• Activity
Could you print all of the data below again, exactly?

Records contained in a dataset

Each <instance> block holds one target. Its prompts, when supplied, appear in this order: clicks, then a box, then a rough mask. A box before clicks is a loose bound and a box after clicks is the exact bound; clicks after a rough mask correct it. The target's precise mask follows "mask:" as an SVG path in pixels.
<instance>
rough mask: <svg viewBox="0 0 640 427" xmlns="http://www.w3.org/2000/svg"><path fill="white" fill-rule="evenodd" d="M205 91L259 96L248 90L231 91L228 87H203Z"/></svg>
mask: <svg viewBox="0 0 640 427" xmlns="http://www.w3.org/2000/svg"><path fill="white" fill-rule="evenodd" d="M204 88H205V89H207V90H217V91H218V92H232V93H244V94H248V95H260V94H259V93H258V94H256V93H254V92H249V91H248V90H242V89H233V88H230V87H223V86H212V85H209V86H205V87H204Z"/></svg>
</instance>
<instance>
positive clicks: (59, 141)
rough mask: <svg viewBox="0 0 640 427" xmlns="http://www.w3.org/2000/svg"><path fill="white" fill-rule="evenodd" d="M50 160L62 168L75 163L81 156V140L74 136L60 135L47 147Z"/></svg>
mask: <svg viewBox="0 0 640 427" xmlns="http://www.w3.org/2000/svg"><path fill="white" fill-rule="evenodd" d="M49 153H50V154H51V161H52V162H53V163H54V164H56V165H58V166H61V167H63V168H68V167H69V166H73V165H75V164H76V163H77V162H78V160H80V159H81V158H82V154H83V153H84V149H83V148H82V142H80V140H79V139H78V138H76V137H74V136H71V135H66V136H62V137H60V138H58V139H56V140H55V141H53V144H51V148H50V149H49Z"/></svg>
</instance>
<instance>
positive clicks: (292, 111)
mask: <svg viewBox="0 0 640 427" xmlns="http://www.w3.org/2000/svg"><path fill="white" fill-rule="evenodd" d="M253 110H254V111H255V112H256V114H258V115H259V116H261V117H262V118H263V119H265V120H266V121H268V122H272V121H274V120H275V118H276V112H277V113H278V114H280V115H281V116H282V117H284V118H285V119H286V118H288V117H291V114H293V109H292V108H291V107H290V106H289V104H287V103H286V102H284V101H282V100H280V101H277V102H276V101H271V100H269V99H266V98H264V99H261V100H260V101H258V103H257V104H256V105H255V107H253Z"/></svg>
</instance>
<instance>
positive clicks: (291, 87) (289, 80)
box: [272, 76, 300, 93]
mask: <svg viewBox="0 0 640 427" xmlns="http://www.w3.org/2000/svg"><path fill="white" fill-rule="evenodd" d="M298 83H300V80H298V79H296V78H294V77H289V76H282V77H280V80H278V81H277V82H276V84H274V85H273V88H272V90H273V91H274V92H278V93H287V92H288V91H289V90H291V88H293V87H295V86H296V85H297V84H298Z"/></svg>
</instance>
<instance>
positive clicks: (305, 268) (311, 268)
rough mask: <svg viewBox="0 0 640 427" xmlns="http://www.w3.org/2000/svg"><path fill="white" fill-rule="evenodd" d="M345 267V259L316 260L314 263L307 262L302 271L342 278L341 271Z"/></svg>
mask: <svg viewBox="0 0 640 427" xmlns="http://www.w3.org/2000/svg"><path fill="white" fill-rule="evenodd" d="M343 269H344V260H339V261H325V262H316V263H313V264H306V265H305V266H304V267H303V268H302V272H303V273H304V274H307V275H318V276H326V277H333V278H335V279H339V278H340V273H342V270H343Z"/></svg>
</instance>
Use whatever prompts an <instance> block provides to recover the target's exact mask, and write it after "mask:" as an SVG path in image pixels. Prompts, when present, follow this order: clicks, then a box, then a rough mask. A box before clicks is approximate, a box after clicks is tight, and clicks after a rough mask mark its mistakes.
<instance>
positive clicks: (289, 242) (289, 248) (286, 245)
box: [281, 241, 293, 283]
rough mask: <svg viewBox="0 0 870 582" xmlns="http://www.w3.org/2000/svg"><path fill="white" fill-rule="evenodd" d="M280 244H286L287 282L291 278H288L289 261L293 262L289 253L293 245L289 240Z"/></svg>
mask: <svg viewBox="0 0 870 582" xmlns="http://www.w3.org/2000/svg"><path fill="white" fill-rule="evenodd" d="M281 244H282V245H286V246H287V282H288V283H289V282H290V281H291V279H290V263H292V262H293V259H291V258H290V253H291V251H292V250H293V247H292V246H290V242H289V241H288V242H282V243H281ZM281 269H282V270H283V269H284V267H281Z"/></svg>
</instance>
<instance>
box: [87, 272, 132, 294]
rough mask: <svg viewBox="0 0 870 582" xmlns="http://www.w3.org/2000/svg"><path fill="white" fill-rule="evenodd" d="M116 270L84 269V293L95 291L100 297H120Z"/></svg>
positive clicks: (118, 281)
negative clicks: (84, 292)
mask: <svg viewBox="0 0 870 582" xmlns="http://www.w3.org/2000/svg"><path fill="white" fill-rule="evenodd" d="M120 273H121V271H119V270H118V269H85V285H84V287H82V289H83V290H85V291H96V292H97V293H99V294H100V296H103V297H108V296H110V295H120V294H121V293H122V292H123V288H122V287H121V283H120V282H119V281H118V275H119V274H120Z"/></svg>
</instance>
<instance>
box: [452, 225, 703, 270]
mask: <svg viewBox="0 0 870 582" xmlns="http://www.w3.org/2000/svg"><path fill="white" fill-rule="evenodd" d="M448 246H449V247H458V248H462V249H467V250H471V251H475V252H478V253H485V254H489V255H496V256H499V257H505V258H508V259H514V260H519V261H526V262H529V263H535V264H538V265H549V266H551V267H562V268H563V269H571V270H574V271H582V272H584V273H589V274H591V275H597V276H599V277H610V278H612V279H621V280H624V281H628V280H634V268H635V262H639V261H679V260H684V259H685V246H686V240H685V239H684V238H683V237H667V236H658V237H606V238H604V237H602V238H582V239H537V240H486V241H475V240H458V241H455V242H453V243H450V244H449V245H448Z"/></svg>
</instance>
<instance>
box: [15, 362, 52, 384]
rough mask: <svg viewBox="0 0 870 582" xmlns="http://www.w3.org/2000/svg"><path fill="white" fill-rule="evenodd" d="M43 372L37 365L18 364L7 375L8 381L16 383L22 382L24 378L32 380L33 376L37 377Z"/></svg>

• Output of the task
Each <instance> block holds one target. Its prompts, when supplied, appear in this order: clicks, then a box, then a rough mask. A box before clicks is a loose bound and a box after clicks is the exact bound; clicks after a rough mask correct it. The target's precise mask follows "mask:" as an SVG path in pixels.
<instance>
rough mask: <svg viewBox="0 0 640 427" xmlns="http://www.w3.org/2000/svg"><path fill="white" fill-rule="evenodd" d="M205 91L259 96L248 90L231 91L228 87H203Z"/></svg>
mask: <svg viewBox="0 0 640 427" xmlns="http://www.w3.org/2000/svg"><path fill="white" fill-rule="evenodd" d="M204 88H205V89H207V90H217V91H218V92H232V93H244V94H248V95H260V94H259V93H258V94H256V93H254V92H249V91H248V90H242V89H233V88H230V87H223V86H212V85H209V86H205V87H204Z"/></svg>
</instance>
<instance>
positive clicks: (59, 141)
rough mask: <svg viewBox="0 0 640 427" xmlns="http://www.w3.org/2000/svg"><path fill="white" fill-rule="evenodd" d="M50 160L62 168L75 163L81 156V140L74 136L60 135L47 147Z"/></svg>
mask: <svg viewBox="0 0 640 427" xmlns="http://www.w3.org/2000/svg"><path fill="white" fill-rule="evenodd" d="M49 153H50V154H51V161H52V162H53V163H54V164H56V165H58V166H61V167H63V168H68V167H69V166H73V165H75V164H76V163H77V162H78V160H80V159H81V158H82V154H83V153H84V149H83V148H82V142H80V140H79V139H78V138H76V137H74V136H71V135H66V136H62V137H60V138H58V139H56V140H55V141H53V144H51V148H50V149H49Z"/></svg>
</instance>
<instance>
positive clicks: (292, 111)
mask: <svg viewBox="0 0 640 427" xmlns="http://www.w3.org/2000/svg"><path fill="white" fill-rule="evenodd" d="M253 110H254V111H255V112H256V114H258V115H259V116H261V117H262V118H263V119H265V120H266V121H268V122H272V121H274V120H275V118H276V112H277V113H278V114H280V115H281V116H282V117H284V118H285V119H286V118H288V117H291V114H293V109H292V108H291V107H290V106H289V104H287V103H286V102H284V101H282V100H280V101H277V102H276V101H271V100H269V99H266V98H264V99H261V100H260V101H258V103H257V104H256V105H255V107H253Z"/></svg>
</instance>
<instance>
positive clicks: (291, 87) (289, 80)
box: [272, 76, 300, 93]
mask: <svg viewBox="0 0 640 427" xmlns="http://www.w3.org/2000/svg"><path fill="white" fill-rule="evenodd" d="M298 83H300V80H298V79H296V78H294V77H289V76H282V77H280V80H278V81H277V82H276V84H274V85H273V88H272V90H273V91H274V92H278V93H287V92H288V91H289V90H291V88H293V87H295V86H296V85H297V84H298Z"/></svg>
</instance>
<instance>
positive clicks: (305, 268) (311, 268)
rough mask: <svg viewBox="0 0 640 427" xmlns="http://www.w3.org/2000/svg"><path fill="white" fill-rule="evenodd" d="M345 267V259L316 260L314 263L307 262L302 271L342 278L341 271Z"/></svg>
mask: <svg viewBox="0 0 640 427" xmlns="http://www.w3.org/2000/svg"><path fill="white" fill-rule="evenodd" d="M343 269H344V260H339V261H325V262H316V263H313V264H306V265H305V266H304V267H303V268H302V272H303V273H304V274H307V275H318V276H326V277H333V278H335V279H339V278H340V273H342V270H343Z"/></svg>
</instance>
Use whatever prompts an <instance> block provides to recover the target's exact mask, and write it after "mask:" as an SVG path in image pixels. Prompts, when present, follow this order: clicks, then a box, then a rough mask. A box before clicks is approximate, a box after clicks is tight, and clicks after a rough mask mark its mistakes.
<instance>
positive clicks: (289, 242) (289, 248) (286, 245)
box: [281, 241, 293, 283]
rough mask: <svg viewBox="0 0 870 582" xmlns="http://www.w3.org/2000/svg"><path fill="white" fill-rule="evenodd" d="M280 244H286L287 282L291 278H288L289 261L293 262L289 253L293 245L289 240Z"/></svg>
mask: <svg viewBox="0 0 870 582" xmlns="http://www.w3.org/2000/svg"><path fill="white" fill-rule="evenodd" d="M281 244H282V245H286V246H287V282H288V283H289V282H290V281H291V279H290V263H292V262H293V259H291V258H290V253H291V251H292V250H293V247H292V246H290V242H289V241H288V242H282V243H281ZM281 269H282V270H283V269H284V267H281Z"/></svg>
</instance>
<instance>
box: [87, 272, 132, 294]
rough mask: <svg viewBox="0 0 870 582" xmlns="http://www.w3.org/2000/svg"><path fill="white" fill-rule="evenodd" d="M116 270L84 269V293L95 291L100 297H120Z"/></svg>
positive clicks: (118, 281)
negative clicks: (84, 292)
mask: <svg viewBox="0 0 870 582" xmlns="http://www.w3.org/2000/svg"><path fill="white" fill-rule="evenodd" d="M120 273H121V271H119V270H118V269H85V285H84V287H82V289H83V290H85V291H96V292H97V293H99V294H100V296H103V297H108V296H110V295H120V294H121V293H122V292H123V288H122V287H121V283H120V282H119V281H118V275H119V274H120Z"/></svg>
</instance>
<instance>
box: [452, 225, 703, 270]
mask: <svg viewBox="0 0 870 582" xmlns="http://www.w3.org/2000/svg"><path fill="white" fill-rule="evenodd" d="M448 246H449V247H458V248H462V249H467V250H471V251H475V252H478V253H485V254H489V255H496V256H499V257H505V258H508V259H514V260H519V261H526V262H529V263H535V264H538V265H549V266H551V267H562V268H563V269H571V270H574V271H582V272H584V273H589V274H591V275H597V276H599V277H610V278H612V279H621V280H624V281H628V280H634V268H635V262H639V261H679V260H684V259H685V246H686V240H685V239H684V238H683V237H667V236H658V237H606V238H604V237H602V238H582V239H537V240H486V241H475V240H458V241H455V242H453V243H450V244H449V245H448Z"/></svg>
</instance>
<instance>
box: [15, 362, 52, 384]
rough mask: <svg viewBox="0 0 870 582" xmlns="http://www.w3.org/2000/svg"><path fill="white" fill-rule="evenodd" d="M43 372L37 365L18 364L7 375L8 381L16 383L22 382L24 378L32 380L33 376L37 377Z"/></svg>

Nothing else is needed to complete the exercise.